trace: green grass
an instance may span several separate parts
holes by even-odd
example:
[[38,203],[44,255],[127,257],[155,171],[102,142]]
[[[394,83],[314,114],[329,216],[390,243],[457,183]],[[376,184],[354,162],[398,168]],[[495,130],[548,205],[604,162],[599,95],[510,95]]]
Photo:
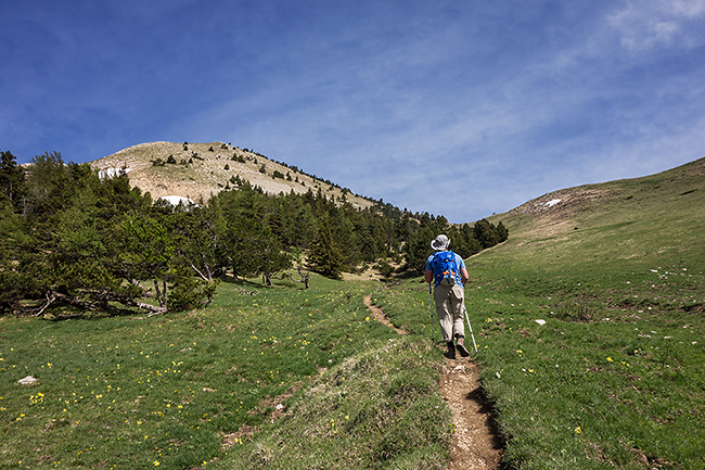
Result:
[[[702,167],[498,216],[510,240],[466,261],[507,469],[705,468]],[[0,468],[445,468],[427,284],[311,285],[222,283],[207,309],[152,318],[0,318]],[[409,335],[370,318],[369,293]]]
[[[241,295],[223,283],[207,309],[152,318],[1,318],[0,468],[231,468],[269,454],[317,468],[341,446],[358,453],[325,468],[443,468],[450,428],[437,352],[370,319],[369,284],[312,285]],[[29,374],[39,382],[17,384]],[[278,404],[287,412],[272,424]],[[310,459],[279,455],[265,431],[279,427],[316,448]],[[223,446],[248,428],[262,431]]]

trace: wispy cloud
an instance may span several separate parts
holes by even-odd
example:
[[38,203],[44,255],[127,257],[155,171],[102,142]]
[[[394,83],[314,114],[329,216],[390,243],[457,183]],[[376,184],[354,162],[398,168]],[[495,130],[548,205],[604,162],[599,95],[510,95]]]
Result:
[[702,156],[704,20],[705,0],[5,2],[0,144],[231,141],[474,220]]

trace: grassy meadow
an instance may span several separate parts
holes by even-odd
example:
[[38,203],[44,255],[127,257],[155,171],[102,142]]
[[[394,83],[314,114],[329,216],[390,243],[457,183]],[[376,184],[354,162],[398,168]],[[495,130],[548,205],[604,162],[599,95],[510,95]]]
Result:
[[[466,261],[504,467],[704,469],[705,162],[525,208]],[[372,319],[368,294],[409,334]],[[222,283],[206,309],[3,317],[0,339],[2,469],[446,467],[421,278]]]

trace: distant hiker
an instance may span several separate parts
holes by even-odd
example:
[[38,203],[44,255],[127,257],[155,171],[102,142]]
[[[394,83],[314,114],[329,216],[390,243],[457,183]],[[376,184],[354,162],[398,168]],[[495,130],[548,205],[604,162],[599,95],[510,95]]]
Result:
[[[436,315],[444,341],[448,346],[446,357],[454,359],[456,348],[461,356],[470,356],[465,348],[465,328],[463,326],[463,287],[470,276],[463,258],[449,251],[449,245],[450,239],[445,234],[439,234],[431,242],[431,247],[436,253],[428,256],[426,261],[425,279],[428,284],[434,282]],[[428,288],[431,289],[431,285]]]

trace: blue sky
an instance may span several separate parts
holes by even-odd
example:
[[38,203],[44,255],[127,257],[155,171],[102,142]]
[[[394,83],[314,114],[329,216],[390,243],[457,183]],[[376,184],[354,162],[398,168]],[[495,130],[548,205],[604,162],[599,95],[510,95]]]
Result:
[[473,221],[705,155],[705,0],[0,0],[0,149],[231,142]]

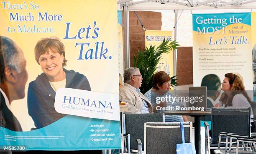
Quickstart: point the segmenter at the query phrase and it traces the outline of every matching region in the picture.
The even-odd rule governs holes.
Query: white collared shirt
[[[6,106],[7,106],[7,107],[8,108],[8,109],[10,110],[10,102],[9,102],[9,99],[8,99],[8,98],[7,98],[7,96],[6,96],[6,94],[5,94],[5,92],[4,92],[4,91],[3,91],[3,90],[2,89],[1,89],[1,88],[0,88],[0,92],[1,92],[1,93],[2,93],[2,94],[3,94],[3,96],[4,98],[5,98],[5,104],[6,104]]]

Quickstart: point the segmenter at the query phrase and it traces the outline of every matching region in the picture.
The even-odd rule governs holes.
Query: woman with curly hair
[[[221,90],[222,93],[220,99],[220,107],[251,107],[251,117],[253,114],[249,102],[251,99],[245,90],[243,81],[239,76],[233,73],[225,74]],[[253,122],[251,122],[251,129],[253,130],[255,125]]]

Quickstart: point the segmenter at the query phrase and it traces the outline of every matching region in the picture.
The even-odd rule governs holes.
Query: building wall
[[[146,29],[161,30],[162,21],[161,12],[152,11],[136,11],[136,13],[145,26]],[[130,11],[129,16],[130,19],[130,65],[131,67],[133,67],[134,55],[137,54],[138,50],[143,50],[145,48],[145,31],[143,30],[141,23],[135,15],[134,11]],[[123,27],[123,36],[124,36]],[[123,40],[124,40],[124,38]],[[123,44],[124,44],[124,42]]]
[[[147,30],[173,30],[174,36],[174,13],[173,10],[159,12],[136,11],[140,20]],[[179,15],[181,12],[179,12]],[[178,32],[192,30],[187,20],[192,20],[189,13],[182,14],[177,25]],[[130,12],[130,66],[133,66],[133,56],[138,50],[143,50],[145,45],[145,31],[133,11]],[[179,15],[178,15],[179,17]],[[124,36],[123,20],[123,36]],[[187,22],[186,22],[187,21]],[[192,55],[192,36],[191,32],[178,32],[177,40],[181,45],[178,49],[177,62],[177,82],[179,85],[193,84],[193,62]],[[190,36],[191,35],[191,36]],[[124,40],[123,38],[123,40]],[[123,43],[124,45],[124,42]],[[184,47],[188,46],[190,47]]]

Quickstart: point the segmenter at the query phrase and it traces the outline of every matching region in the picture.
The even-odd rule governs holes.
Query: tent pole
[[[177,40],[177,20],[178,18],[178,12],[179,10],[174,10],[175,17],[174,17],[174,23],[176,24],[174,25],[174,40]],[[177,57],[178,56],[178,51],[177,49],[174,50],[174,62],[173,64],[173,75],[174,76],[177,75]],[[174,88],[175,89],[175,88]]]
[[[124,22],[125,69],[130,67],[130,40],[128,6],[123,5]]]

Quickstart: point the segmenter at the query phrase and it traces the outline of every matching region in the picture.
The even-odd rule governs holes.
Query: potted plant
[[[143,78],[141,87],[140,88],[143,94],[153,87],[153,76],[162,55],[164,53],[169,53],[173,49],[177,49],[177,46],[179,45],[176,41],[172,42],[170,40],[165,40],[164,39],[158,47],[150,45],[149,48],[146,47],[144,51],[139,51],[138,54],[134,56],[134,67],[140,69]],[[171,78],[171,85],[172,87],[178,84],[176,82],[178,79],[175,78],[176,76]]]

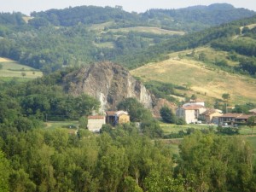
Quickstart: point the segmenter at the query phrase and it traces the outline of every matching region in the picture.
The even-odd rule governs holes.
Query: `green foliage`
[[[218,126],[217,128],[218,133],[222,135],[238,135],[239,134],[239,129],[237,127],[222,127]]]
[[[183,86],[174,85],[170,83],[162,83],[159,81],[148,81],[145,83],[146,88],[156,97],[166,99],[169,102],[177,102],[177,99],[170,95],[181,96],[177,90],[186,89]]]
[[[167,106],[162,107],[160,113],[164,122],[171,124],[176,123],[176,115]]]
[[[10,167],[9,160],[4,157],[3,153],[0,149],[0,191],[9,191],[9,174]]]
[[[125,110],[129,113],[130,119],[132,122],[150,120],[153,119],[151,112],[144,108],[135,98],[126,98],[118,104],[119,110]]]
[[[235,105],[235,108],[232,109],[232,113],[249,113],[249,110],[256,108],[256,103],[247,102],[246,104]]]
[[[86,116],[83,116],[79,118],[79,128],[85,129],[88,125],[88,118]]]
[[[143,121],[140,126],[142,132],[150,138],[163,137],[163,130],[156,120]]]
[[[229,93],[224,93],[224,94],[222,94],[222,98],[224,101],[228,101],[229,99],[230,99],[230,94],[229,94]]]
[[[186,120],[183,118],[177,118],[176,124],[179,125],[186,125]]]
[[[252,150],[239,137],[227,140],[196,132],[180,145],[179,170],[187,189],[195,191],[252,191]],[[209,158],[210,157],[210,158]],[[240,158],[244,157],[244,158]]]

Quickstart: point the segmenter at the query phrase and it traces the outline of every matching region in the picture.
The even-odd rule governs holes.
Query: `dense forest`
[[[131,124],[104,125],[95,134],[86,129],[87,117],[97,111],[99,102],[63,89],[63,78],[82,65],[110,60],[135,68],[202,45],[230,50],[229,58],[239,62],[234,73],[255,77],[256,30],[249,26],[256,23],[254,14],[229,4],[143,14],[119,6],[50,9],[31,17],[1,13],[0,56],[44,75],[24,84],[15,79],[0,82],[0,191],[256,191],[254,152],[236,137],[237,129],[189,128],[166,135],[148,109],[126,98],[118,109],[129,112]],[[227,23],[236,19],[241,20]],[[186,34],[122,31],[136,26]],[[170,95],[189,89],[157,81],[146,87],[177,103]],[[233,112],[247,113],[255,106],[237,104]],[[160,111],[162,116],[169,112]],[[169,115],[169,122],[184,124]],[[72,120],[79,122],[75,131],[69,131],[71,126],[68,131],[48,127],[49,121]],[[183,138],[174,141],[177,151],[170,138]]]
[[[150,111],[136,99],[118,105],[129,112],[130,125],[104,125],[99,134],[90,132],[84,120],[99,102],[87,95],[65,93],[62,79],[73,70],[26,84],[1,83],[1,191],[256,189],[253,149],[242,137],[226,139],[221,130],[189,129],[179,133],[183,140],[179,153],[173,153],[162,138],[177,136],[165,136]],[[172,86],[158,84],[157,90]],[[49,120],[68,119],[79,121],[76,134],[47,128]],[[140,128],[134,122],[141,122]]]
[[[0,56],[40,69],[44,73],[66,66],[89,65],[106,60],[134,68],[163,60],[172,51],[204,45],[220,38],[231,38],[239,33],[239,27],[246,22],[253,23],[255,16],[240,23],[201,30],[254,14],[229,4],[150,9],[143,14],[128,13],[119,6],[49,9],[33,12],[31,17],[21,13],[1,13]],[[123,31],[137,26],[144,29]],[[163,31],[152,32],[148,27]],[[176,33],[171,32],[173,31]],[[193,32],[197,31],[201,32]],[[181,37],[183,33],[188,34]]]

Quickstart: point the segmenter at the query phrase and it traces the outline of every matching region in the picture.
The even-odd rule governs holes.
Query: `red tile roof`
[[[88,116],[88,119],[105,119],[105,116],[103,116],[103,115],[91,115],[91,116]]]
[[[242,115],[241,115],[237,118],[235,118],[235,119],[247,119],[252,116],[253,116],[253,115],[252,115],[252,114],[242,114]]]
[[[204,108],[205,107],[202,105],[189,105],[182,108],[185,110],[195,110],[200,108]]]
[[[220,118],[238,118],[240,116],[243,115],[243,113],[224,113]]]
[[[210,115],[214,113],[216,113],[217,111],[214,108],[208,108],[207,110],[206,110],[204,113],[202,113],[202,115]]]

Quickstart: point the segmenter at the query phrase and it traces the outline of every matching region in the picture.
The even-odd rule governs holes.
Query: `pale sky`
[[[194,5],[209,5],[217,3],[227,3],[236,8],[246,8],[256,11],[255,0],[0,0],[0,12],[21,12],[29,15],[32,11],[64,9],[81,5],[123,6],[125,11],[144,12],[147,9],[177,9]]]

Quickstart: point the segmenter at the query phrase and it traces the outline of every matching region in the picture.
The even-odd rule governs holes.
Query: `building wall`
[[[185,110],[185,120],[187,124],[195,123],[197,121],[195,116],[195,110]]]
[[[120,114],[119,116],[119,124],[125,124],[130,122],[130,116],[127,114]]]
[[[105,118],[103,119],[89,119],[87,128],[90,131],[100,131],[102,125],[106,124]]]

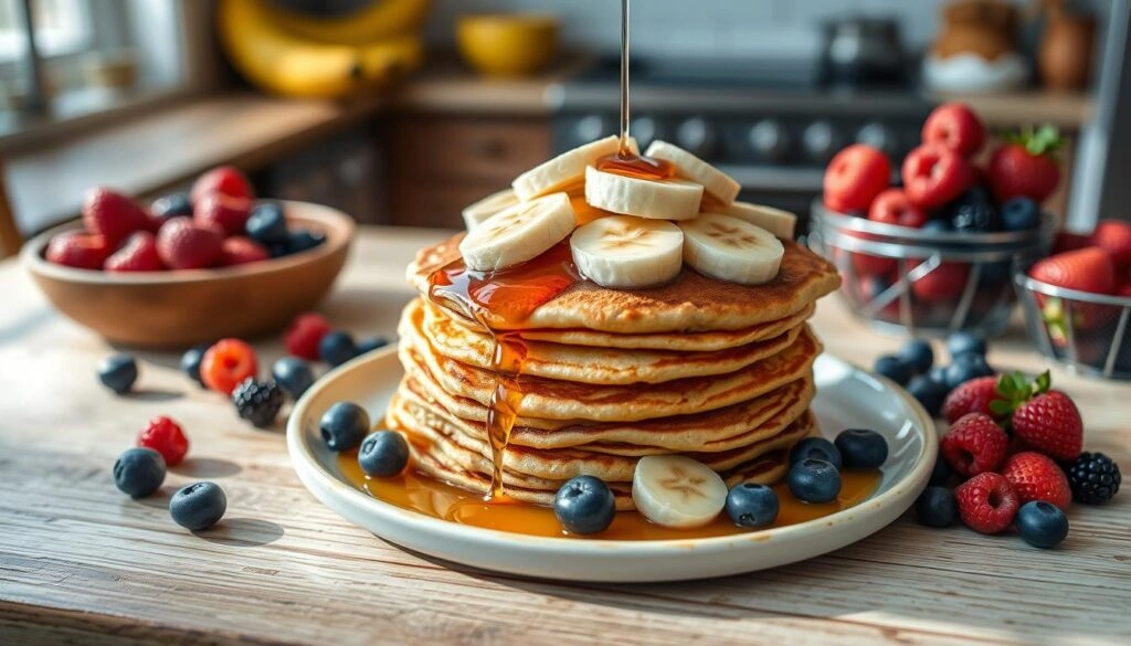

------------

Instruction:
Could you recast the lines from the one containing "trace: wispy cloud" through the one containing "[[702,156],[704,20],[705,0],[5,2],[0,144],[231,141],[474,220]]" as a Markdown table with the columns Row and Line, one numbered row per line and blank lines skipped?

Completed exercise:
| Row | Line |
|---|---|
| 1 | trace: wispy cloud |
| 2 | an instance may span several separate parts |
| 3 | holes by even-odd |
| 4 | example: |
| 5 | [[38,203],[44,255],[127,257],[155,171],[102,142]] |
| 6 | [[[394,83],[314,114],[329,216],[390,243],[457,183]],[[376,184],[354,162],[398,168]],[[495,130],[548,205],[604,162],[599,95],[510,95]]] |
| 7 | Result: |
| 8 | [[702,156],[704,20],[705,0],[5,2],[0,144],[231,141],[474,220]] |